Information supplied START

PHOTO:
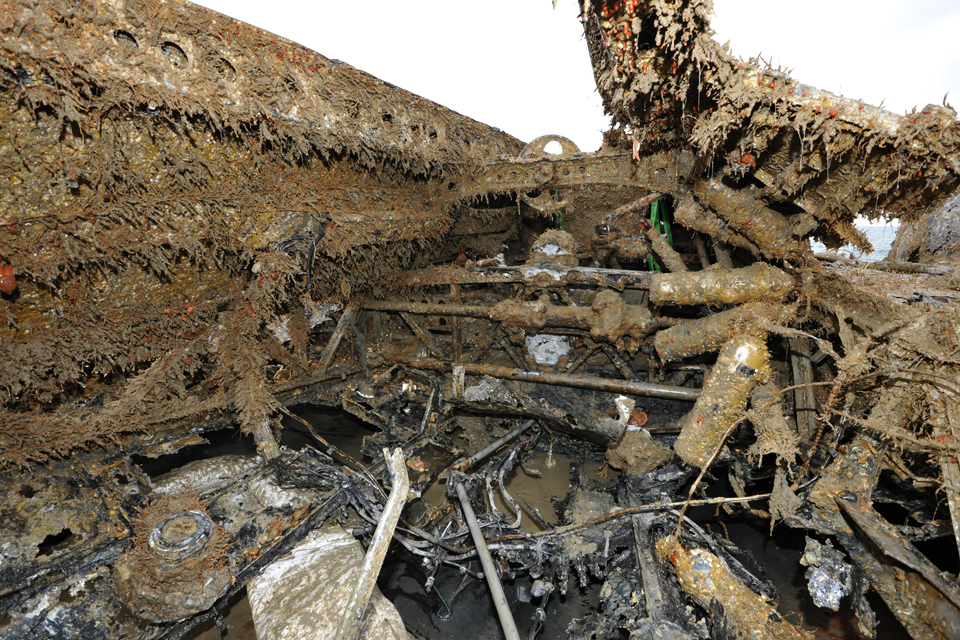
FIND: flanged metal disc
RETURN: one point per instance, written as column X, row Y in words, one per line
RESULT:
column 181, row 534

Information supplied END
Information supplied START

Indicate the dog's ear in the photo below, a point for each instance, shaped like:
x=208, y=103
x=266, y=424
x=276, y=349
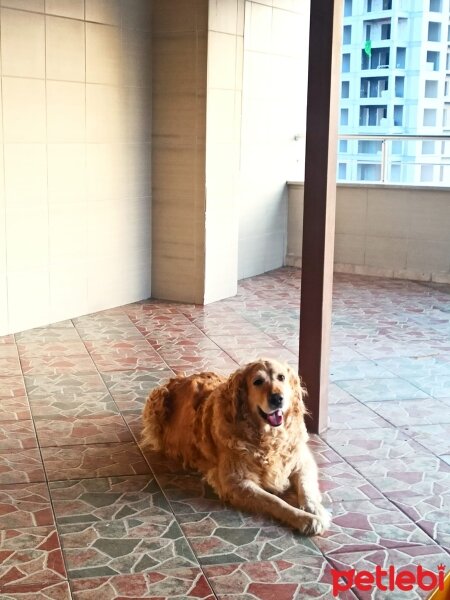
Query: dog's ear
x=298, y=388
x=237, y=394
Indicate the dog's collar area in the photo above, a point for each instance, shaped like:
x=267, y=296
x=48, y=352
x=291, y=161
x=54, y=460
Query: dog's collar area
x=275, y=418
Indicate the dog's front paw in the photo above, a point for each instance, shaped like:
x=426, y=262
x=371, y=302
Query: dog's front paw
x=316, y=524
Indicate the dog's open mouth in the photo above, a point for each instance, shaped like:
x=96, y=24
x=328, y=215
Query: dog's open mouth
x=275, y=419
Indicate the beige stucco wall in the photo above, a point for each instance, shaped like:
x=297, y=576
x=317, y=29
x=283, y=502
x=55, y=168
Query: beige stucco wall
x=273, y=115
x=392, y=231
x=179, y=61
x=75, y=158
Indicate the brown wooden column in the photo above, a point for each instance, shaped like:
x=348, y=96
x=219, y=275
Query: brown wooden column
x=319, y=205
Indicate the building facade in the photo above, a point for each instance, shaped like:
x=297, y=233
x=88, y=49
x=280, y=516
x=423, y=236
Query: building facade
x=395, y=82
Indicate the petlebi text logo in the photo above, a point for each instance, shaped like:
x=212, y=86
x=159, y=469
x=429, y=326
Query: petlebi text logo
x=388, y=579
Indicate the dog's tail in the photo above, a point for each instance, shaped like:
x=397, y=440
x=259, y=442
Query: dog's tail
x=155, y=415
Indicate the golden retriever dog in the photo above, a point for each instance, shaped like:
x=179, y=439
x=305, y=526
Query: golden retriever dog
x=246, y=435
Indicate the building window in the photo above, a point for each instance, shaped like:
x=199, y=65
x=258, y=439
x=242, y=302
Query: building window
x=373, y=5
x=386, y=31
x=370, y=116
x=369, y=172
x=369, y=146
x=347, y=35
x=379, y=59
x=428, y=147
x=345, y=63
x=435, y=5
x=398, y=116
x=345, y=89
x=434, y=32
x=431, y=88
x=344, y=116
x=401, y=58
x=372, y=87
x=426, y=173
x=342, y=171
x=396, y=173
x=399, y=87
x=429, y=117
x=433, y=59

Information supplied END

# Your task:
Could you transcribe exactly the entries above, but only the lines from the one with "x=276, y=349" through the one with "x=55, y=168", and without pictures?

# Your solution:
x=276, y=349
Query: dog's ear
x=298, y=388
x=237, y=394
Indicate the dog's collar area in the photo above, a point for each instance, shaped like:
x=267, y=296
x=48, y=352
x=291, y=161
x=54, y=460
Query: dog's collar area
x=275, y=418
Indicate the dog's front paw in the photo above, a point for each instance, shaped like:
x=426, y=262
x=371, y=302
Query: dog's front paw
x=316, y=524
Indicate the dog's open mouth in the photo above, a point for each instance, shaped like:
x=96, y=24
x=328, y=215
Query: dog's open mouth
x=275, y=419
Indicate the beige stucco wall in the photo above, a point for each instance, shaped like:
x=297, y=576
x=317, y=29
x=283, y=502
x=55, y=168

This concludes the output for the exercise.